Muon-VS: Variance Scaling & Vertex Reconstruction

Updated 28 January 2026

Muon-VS is a dual-faceted approach integrating variance-adaptive scaling for LLM pretraining and vertex reconstruction methods for analyzing muon-induced showers.
It applies variance scaling to matrix-valued momentum updates, improving convergence efficiency in large language model training without extra sensitivity tuning.
In astroparticle experiments, Muon-VS uses waveform clustering and time-of-flight modeling to accurately localize muon shower vertices, significantly reducing background noise.

Muon-VS refers to two distinct methodologies, each with foundational importance in its respective field. In large-scale LLM optimization, Muon-VS denotes "Variance-Scaled Muon," an optimizer variant introducing variance-adaptive scaling into matrix-valued momentum updates for improved efficiency in model pretraining. Separately, in the context of neutrino and astroparticle experiments, "Muon-VS" appears as an abbreviation in the phrase "Muon shower Vertex reconstruction with waveform information," defining a vertex-reconstruction algorithm critical for reconstructing secondary interaction points (shower vertices) of muons traversing massive scintillator detectors. Both applications center on mathematical strategies for extracting fine-grained structural information from high-dimensional or high-rate data streams but operate in disjoint disciplinary regimes.

1. Variance-Scaled Muon Optimizer: Principle and Motivation

The Variance-Scaled Muon optimizer ("Muon-VS") is an extension of the Muon optimizer designed for LLM pretraining (Li et al., 21 Jan 2026). Its core innovation lies in integrating variance-adaptive scaling, inspired by the perspective that Adam acts as a variance-adaptive sign update—a mechanism that scales coordinate-wise updates according to local noise-to-signal ratio. In standard Muon, the update direction is given by a matrix-valued "sign" (via singular value normalization), treating all update directions equally and thus potentially overshooting in high-variance directions. Muon-VS remediates this by applying per-coordinate variance scaling prior to orthogonalization, dampening noisy updates and producing more stable and efficient convergence dynamics.

2. Mathematical Formulation and Update Rule

The Muon-VS update rule operates on matrix parameters $W_t \in \mathbb{R}^{m \times n}$ . The construction involves the following steps:

Exponential Moving Statistics:
- Compute exponential moving averages (EMAs) of the gradients $M_t$ and the pre-orthogonalization variance $\Gamma_t$ , involving the squared difference between previous EMA and the current gradient.

$\begin{aligned} M_t &= \beta\,M_{t-1} + (1-\beta)\,G_t \ \Gamma_t &= \beta\,\Gamma_{t-1} + \beta(1-\beta)\,(M_{t-1}-G_t)^{\odot 2} \end{aligned}$

Bias corrections $\widehat{M}_t$ and $\widehat{\Gamma}_t$ are applied in the usual manner.

* [DATA TO EXAMINE]:
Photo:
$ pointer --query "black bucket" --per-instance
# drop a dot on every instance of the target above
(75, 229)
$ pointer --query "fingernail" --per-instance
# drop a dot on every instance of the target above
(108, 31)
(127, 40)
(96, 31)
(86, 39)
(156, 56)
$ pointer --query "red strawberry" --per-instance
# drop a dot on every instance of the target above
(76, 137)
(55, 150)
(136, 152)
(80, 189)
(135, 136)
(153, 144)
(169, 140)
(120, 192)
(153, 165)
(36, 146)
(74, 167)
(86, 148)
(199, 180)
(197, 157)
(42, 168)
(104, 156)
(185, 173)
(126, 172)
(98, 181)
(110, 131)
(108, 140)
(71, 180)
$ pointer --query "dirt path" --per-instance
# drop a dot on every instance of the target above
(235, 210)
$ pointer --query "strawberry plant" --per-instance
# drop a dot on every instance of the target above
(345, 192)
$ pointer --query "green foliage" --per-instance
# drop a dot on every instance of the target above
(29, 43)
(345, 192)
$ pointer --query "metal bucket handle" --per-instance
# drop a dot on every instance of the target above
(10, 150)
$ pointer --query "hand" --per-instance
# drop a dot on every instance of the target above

* [WORK TO COMPLETE]:
1. Copy the section of the Muon-VS article from "Muon-VS refers to" up to and including "disjoint disciplinary regimes.".
2. Write what comes next in the Muon-VS article, picking up right after its last sentence.

* [ANSWERS]:
1.
Muon-VS refers to two distinct methodologies, each with foundational importance in its respective field. In large-scale LLM optimization, Muon-VS denotes "Variance-Scaled Muon," an optimizer variant introducing variance-adaptive scaling into matrix-valued momentum updates for improved efficiency in model pretraining. Separately, in the context of neutrino and astroparticle experiments, "Muon-VS" appears as an abbreviation in the phrase "Muon shower Vertex reconstruction with waveform information," defining a vertex-reconstruction algorithm critical for reconstructing secondary interaction points (shower vertices) of muons traversing massive scintillator detectors. Both applications center on mathematical strategies for extracting fine-grained structural information from high-dimensional or high-rate data streams but operate in disjoint disciplinary regimes.

2.
Nesterov-Style Extrapolation:

$\widetilde{M}_t = G_t + \frac{\beta}{1-\beta}\,\widehat{M}_t$

Variance-Scaled Normalization:

$\overline{M}_{VS,t} = \frac{\widetilde{M}_t}{\sqrt{\widehat{\Gamma}_t} + \varepsilon}$

where $\varepsilon$ is a stability constant.

Orthogonalization and Parameter Update:
- Apply $K$ Newton–Schulz iterations to approximate the orthogonal polar factor $O_t = \mathbf{NS}_K(\overline{M}_{VS,t})$ .
- Perform the final parameter update using

$W_t \leftarrow W_{t-1}(1-\eta\lambda) - \eta\,s_{\mathrm{scale}}\,O_t$

where $\eta$ is the learning rate, $\lambda$ is the weight decay, and $s_{\mathrm{scale}}$ is a scale term dependent on parameter matrix size.

No new tunable sensitivity hyperparameter is introduced; $\varepsilon$ serves a similar role to the stabilizer in Adam (Li et al., 21 Jan 2026).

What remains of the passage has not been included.